§ Your task:
Return the data that follows exactly. Include every line.

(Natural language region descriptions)
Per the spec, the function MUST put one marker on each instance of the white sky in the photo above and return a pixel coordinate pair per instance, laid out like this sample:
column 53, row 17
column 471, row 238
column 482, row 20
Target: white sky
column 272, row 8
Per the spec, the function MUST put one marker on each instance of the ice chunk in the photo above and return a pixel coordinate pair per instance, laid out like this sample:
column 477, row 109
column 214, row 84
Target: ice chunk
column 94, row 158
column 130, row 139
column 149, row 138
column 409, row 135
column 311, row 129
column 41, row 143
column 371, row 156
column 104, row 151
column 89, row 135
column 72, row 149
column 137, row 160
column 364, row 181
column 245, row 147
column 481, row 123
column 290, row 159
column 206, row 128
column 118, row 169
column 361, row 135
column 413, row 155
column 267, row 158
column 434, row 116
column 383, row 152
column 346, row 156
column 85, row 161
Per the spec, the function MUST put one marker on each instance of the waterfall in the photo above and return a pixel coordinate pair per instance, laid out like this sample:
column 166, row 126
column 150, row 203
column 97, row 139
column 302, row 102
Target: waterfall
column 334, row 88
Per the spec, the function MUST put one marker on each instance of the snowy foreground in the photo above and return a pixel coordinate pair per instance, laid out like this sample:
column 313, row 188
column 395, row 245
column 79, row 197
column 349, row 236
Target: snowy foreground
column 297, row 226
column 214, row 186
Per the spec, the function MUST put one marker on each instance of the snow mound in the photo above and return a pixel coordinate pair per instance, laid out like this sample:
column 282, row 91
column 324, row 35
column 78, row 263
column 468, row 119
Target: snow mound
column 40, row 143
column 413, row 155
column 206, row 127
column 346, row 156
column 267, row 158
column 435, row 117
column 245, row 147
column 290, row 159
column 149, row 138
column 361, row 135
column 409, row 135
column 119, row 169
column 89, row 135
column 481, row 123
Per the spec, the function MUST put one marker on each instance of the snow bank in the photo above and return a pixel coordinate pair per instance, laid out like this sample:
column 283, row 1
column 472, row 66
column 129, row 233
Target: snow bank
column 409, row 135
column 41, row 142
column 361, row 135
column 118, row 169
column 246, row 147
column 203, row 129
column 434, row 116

§ Written response:
Per the spec, the function MUST put one marker on each instance of the white sky in the photo above and return a pixel coordinate pair per instance, laid out like this sample:
column 53, row 17
column 471, row 238
column 482, row 20
Target: white sky
column 272, row 8
Per the spec, the function MUST put one marker on each instance of the ice chunk in the photo above and return a pixel coordinate pair per instance, laid out like this sample:
column 477, row 109
column 214, row 84
Target: ice chunk
column 94, row 158
column 130, row 139
column 149, row 138
column 409, row 135
column 311, row 129
column 41, row 143
column 371, row 156
column 104, row 151
column 89, row 135
column 72, row 149
column 137, row 160
column 364, row 181
column 245, row 147
column 481, row 123
column 290, row 159
column 206, row 128
column 118, row 169
column 361, row 135
column 413, row 155
column 267, row 158
column 434, row 116
column 383, row 152
column 346, row 156
column 85, row 161
Per the spec, the function MUST put one marker on each instance of the waterfall in the photo above and return a pixel coordinate pair per instance, laid out like this sample:
column 166, row 126
column 150, row 203
column 97, row 139
column 302, row 102
Target: waterfall
column 334, row 88
Per the spec, the function MUST put one marker on each instance of the snowy foreground in the photo above and return a pixel coordinate pair per instance, laid out like this sample:
column 313, row 188
column 395, row 245
column 79, row 197
column 349, row 236
Target: snowy foreground
column 297, row 226
column 214, row 186
Per the spec, the function MUST put one marker on each instance of the snow mound in the photo above and return a pixel coordinate pair per instance, laid out like this sample:
column 282, row 91
column 324, row 35
column 78, row 263
column 468, row 119
Target: snow mound
column 40, row 143
column 413, row 155
column 206, row 127
column 346, row 156
column 267, row 158
column 435, row 117
column 245, row 147
column 290, row 159
column 149, row 138
column 361, row 135
column 409, row 135
column 119, row 169
column 89, row 135
column 481, row 123
Per the spec, the function MUST put one marker on each instance of the snow bank in the photo above and return a pixel coordinate pair per instance, laid out like this sample:
column 283, row 1
column 472, row 66
column 129, row 233
Target: snow bank
column 409, row 135
column 41, row 142
column 361, row 135
column 118, row 169
column 246, row 147
column 203, row 129
column 434, row 116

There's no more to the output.